PROBLEM REQUIREMENTS: Every line below that holds "auto" must be copied.

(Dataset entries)
========
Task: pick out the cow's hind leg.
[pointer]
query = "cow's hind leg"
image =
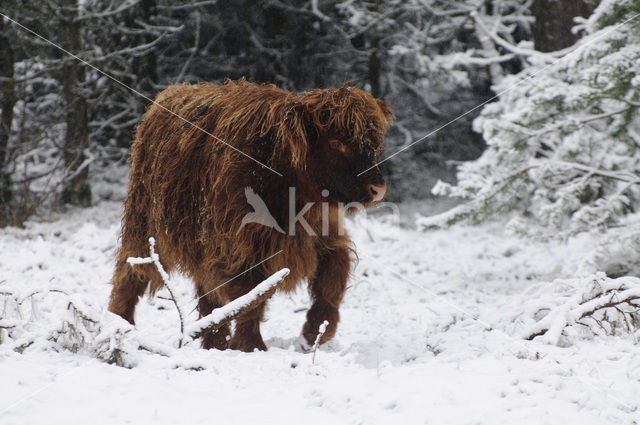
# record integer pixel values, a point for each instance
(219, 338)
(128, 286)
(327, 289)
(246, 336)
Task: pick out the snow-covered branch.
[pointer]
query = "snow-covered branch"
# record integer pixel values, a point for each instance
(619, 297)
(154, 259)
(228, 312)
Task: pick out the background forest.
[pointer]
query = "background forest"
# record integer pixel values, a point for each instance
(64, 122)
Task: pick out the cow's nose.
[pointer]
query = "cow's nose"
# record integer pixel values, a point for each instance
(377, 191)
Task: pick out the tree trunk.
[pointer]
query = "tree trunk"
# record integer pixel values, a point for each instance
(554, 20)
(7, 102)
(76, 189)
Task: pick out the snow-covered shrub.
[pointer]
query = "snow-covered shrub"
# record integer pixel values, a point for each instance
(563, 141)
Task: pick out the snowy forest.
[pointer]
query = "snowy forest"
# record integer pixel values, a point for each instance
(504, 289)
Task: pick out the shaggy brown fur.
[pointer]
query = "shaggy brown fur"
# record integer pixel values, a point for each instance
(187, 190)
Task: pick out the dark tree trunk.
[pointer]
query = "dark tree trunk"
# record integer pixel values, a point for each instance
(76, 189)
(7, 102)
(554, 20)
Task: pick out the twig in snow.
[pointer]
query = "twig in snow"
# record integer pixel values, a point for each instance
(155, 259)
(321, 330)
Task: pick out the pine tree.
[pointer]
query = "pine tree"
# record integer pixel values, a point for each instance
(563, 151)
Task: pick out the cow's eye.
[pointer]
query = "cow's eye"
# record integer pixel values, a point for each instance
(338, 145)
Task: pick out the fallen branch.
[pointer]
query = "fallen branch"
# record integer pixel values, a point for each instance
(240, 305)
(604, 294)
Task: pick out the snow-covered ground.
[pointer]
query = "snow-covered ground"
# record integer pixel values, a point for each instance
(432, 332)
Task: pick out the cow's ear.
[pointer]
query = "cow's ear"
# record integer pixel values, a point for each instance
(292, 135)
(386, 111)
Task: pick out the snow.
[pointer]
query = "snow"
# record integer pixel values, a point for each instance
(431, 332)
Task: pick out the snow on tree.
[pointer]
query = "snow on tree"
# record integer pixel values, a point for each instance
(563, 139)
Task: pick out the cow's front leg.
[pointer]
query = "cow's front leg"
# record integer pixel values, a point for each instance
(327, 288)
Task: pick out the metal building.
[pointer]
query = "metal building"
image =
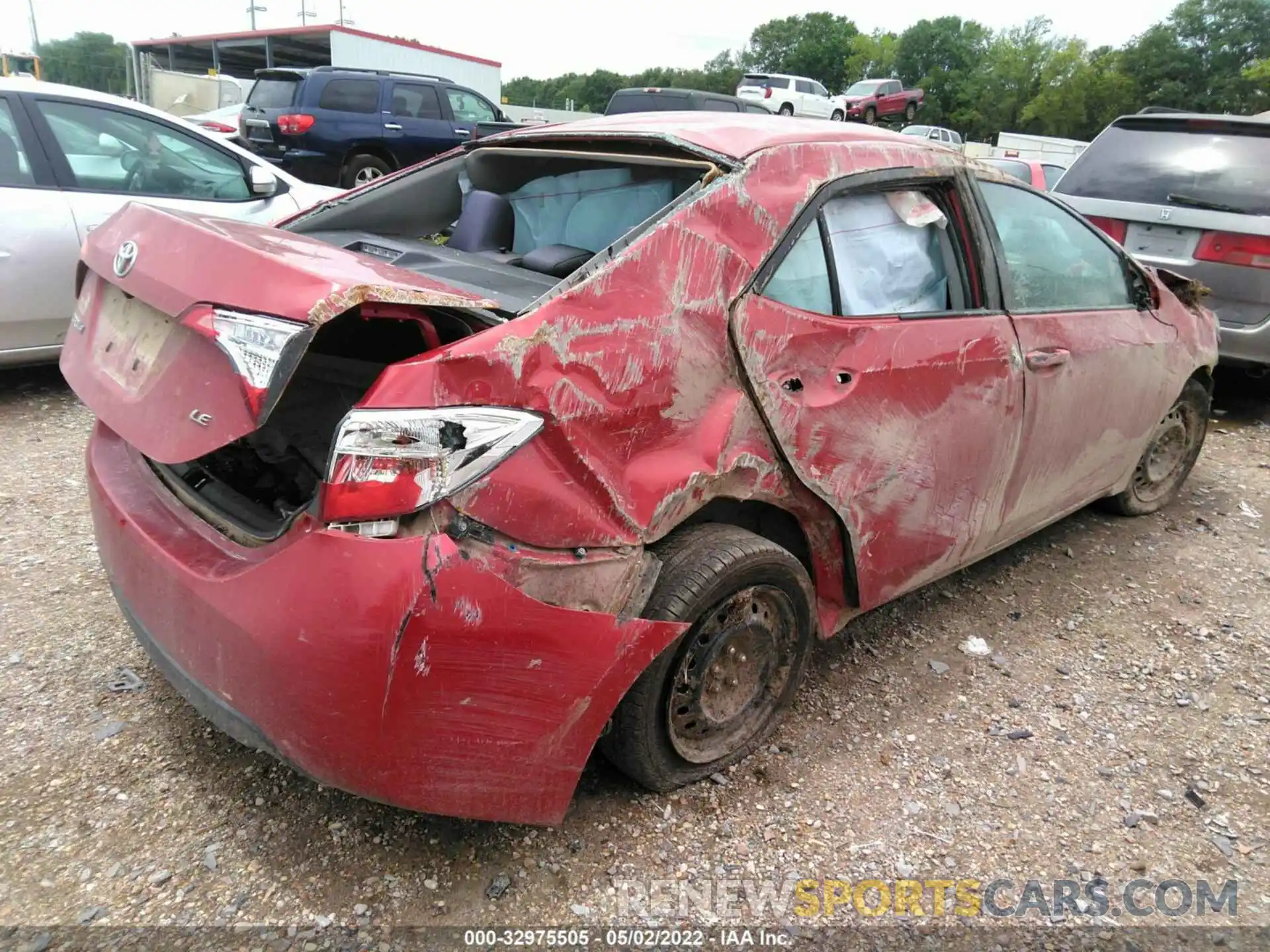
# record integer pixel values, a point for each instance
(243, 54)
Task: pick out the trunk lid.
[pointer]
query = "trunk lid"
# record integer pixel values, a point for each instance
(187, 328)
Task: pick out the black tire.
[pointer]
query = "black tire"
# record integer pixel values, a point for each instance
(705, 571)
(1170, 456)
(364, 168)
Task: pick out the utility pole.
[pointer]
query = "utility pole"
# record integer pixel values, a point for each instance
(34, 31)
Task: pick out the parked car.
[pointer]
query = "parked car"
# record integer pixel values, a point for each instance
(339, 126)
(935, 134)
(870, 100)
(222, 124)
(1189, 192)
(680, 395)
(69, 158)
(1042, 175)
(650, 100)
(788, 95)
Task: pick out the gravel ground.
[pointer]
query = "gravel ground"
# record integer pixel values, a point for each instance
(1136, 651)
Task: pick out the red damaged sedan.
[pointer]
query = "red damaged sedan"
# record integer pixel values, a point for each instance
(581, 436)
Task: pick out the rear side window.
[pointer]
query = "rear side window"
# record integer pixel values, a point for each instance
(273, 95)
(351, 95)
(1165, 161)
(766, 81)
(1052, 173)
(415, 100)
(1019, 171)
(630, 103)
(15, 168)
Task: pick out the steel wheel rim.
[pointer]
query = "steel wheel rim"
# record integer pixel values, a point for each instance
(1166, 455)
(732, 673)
========
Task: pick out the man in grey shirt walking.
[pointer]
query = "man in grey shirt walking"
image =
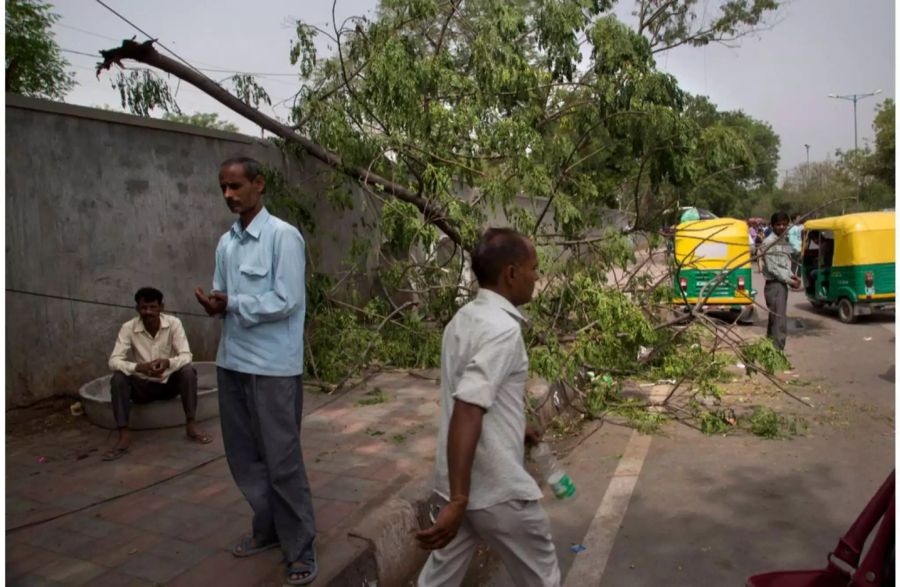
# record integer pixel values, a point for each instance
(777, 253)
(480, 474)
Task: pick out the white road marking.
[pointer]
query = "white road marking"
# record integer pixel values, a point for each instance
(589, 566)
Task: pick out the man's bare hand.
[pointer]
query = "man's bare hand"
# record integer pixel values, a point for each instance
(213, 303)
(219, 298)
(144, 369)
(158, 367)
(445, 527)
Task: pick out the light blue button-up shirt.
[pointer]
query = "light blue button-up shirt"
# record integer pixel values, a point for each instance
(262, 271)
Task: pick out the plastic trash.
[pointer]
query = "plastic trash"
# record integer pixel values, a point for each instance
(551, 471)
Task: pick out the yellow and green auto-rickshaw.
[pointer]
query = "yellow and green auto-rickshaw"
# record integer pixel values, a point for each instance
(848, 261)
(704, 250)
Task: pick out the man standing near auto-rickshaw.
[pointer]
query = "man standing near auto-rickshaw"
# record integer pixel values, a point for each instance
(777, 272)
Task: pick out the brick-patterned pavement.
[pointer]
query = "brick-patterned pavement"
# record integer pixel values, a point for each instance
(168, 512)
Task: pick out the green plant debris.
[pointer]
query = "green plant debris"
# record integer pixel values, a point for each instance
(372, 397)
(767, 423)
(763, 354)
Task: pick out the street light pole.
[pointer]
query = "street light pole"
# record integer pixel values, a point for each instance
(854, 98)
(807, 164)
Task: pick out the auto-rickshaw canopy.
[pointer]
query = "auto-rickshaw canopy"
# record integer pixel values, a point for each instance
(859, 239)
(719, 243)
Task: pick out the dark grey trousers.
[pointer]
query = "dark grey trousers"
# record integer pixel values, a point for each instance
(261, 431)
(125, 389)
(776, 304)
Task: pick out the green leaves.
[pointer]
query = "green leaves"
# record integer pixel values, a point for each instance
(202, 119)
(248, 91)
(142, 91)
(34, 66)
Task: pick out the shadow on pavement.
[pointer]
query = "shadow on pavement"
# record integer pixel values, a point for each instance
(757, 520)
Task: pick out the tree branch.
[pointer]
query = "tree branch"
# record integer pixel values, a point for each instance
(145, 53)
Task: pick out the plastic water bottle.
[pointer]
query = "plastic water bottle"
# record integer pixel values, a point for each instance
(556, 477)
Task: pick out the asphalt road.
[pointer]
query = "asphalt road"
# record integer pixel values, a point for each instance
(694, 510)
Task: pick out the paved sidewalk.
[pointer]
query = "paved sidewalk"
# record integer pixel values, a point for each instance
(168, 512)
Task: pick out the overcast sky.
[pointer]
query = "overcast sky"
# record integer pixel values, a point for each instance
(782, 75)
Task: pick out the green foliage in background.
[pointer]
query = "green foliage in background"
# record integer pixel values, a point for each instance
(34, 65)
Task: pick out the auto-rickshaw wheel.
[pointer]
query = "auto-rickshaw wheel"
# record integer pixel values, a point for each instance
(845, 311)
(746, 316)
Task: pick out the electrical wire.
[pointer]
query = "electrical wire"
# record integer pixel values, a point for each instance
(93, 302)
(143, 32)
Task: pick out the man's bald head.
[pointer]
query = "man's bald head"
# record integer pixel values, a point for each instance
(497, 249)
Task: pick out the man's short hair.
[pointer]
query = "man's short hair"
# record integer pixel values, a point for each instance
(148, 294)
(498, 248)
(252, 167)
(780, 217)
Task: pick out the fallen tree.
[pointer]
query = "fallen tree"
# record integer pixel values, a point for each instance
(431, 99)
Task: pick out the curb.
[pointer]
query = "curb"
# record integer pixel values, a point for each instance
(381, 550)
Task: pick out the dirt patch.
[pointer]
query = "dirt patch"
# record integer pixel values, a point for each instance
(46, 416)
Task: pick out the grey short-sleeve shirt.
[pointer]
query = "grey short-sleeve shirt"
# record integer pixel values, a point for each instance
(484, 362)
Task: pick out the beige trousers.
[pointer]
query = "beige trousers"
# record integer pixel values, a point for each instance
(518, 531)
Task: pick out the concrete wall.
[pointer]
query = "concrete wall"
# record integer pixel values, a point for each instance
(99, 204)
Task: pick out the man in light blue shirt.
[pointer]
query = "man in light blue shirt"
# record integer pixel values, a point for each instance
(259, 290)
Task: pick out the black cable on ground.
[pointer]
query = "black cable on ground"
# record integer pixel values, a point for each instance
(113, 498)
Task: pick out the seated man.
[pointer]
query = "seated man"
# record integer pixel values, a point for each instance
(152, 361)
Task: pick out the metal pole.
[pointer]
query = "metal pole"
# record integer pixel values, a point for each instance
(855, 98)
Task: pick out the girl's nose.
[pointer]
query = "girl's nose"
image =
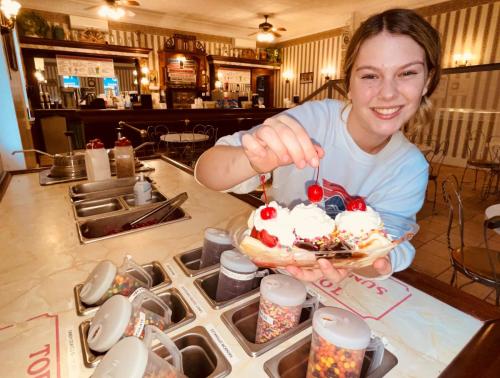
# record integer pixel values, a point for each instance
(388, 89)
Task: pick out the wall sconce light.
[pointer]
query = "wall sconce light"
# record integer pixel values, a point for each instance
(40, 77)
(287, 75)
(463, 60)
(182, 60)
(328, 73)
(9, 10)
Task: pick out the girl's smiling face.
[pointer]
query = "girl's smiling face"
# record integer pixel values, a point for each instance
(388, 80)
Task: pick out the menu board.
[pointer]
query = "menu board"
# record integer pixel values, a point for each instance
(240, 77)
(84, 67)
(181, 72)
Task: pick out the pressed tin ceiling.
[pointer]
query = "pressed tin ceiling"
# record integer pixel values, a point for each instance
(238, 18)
========
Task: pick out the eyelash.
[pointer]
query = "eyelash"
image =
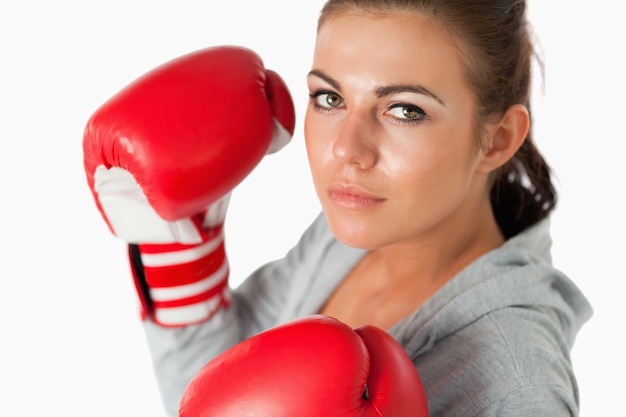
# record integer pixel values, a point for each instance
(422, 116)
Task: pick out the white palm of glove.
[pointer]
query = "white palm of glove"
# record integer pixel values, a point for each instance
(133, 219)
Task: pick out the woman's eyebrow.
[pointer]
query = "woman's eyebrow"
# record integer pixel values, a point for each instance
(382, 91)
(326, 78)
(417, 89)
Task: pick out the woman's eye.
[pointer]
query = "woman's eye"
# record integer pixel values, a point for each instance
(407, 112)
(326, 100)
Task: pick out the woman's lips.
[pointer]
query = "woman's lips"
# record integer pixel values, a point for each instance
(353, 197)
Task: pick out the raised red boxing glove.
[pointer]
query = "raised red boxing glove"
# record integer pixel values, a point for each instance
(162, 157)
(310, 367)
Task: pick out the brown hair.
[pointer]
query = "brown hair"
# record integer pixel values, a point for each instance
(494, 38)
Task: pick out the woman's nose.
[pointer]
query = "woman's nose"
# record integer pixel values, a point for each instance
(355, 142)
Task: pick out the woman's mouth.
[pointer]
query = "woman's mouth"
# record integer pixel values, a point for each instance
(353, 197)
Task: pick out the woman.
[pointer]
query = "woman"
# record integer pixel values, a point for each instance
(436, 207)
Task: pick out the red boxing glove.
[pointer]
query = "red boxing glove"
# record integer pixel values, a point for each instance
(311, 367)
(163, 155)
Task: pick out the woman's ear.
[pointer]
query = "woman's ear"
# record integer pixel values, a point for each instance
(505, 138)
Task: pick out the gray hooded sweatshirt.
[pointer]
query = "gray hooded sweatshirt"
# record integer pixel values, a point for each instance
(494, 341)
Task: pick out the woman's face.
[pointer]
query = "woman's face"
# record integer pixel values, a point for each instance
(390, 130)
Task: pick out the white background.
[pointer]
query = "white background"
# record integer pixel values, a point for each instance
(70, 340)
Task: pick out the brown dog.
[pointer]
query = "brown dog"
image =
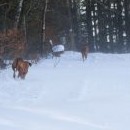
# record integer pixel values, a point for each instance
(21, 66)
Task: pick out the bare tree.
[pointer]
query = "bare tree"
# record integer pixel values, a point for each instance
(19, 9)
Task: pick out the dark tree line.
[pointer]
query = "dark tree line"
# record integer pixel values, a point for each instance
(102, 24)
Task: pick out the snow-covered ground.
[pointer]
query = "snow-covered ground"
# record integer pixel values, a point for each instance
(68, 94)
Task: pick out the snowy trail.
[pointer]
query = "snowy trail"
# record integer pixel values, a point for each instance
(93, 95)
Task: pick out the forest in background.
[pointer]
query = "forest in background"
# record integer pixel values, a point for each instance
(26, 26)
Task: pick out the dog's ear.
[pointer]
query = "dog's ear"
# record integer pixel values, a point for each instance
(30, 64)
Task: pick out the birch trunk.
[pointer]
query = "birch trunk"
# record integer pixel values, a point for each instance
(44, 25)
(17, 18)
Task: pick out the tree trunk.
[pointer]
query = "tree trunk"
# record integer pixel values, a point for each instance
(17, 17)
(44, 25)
========
EXPECTED ANSWER:
Task: pick out the yellow and green auto-rickshaw.
query = "yellow and green auto-rickshaw"
Task: pick out the man standing near auto-rickshaw.
query = "man standing near auto-rickshaw"
Task: pick out the auto-rickshaw canopy.
query = "auto-rickshaw canopy"
Task: pick out the auto-rickshaw wheel.
query = "auto-rickshaw wheel"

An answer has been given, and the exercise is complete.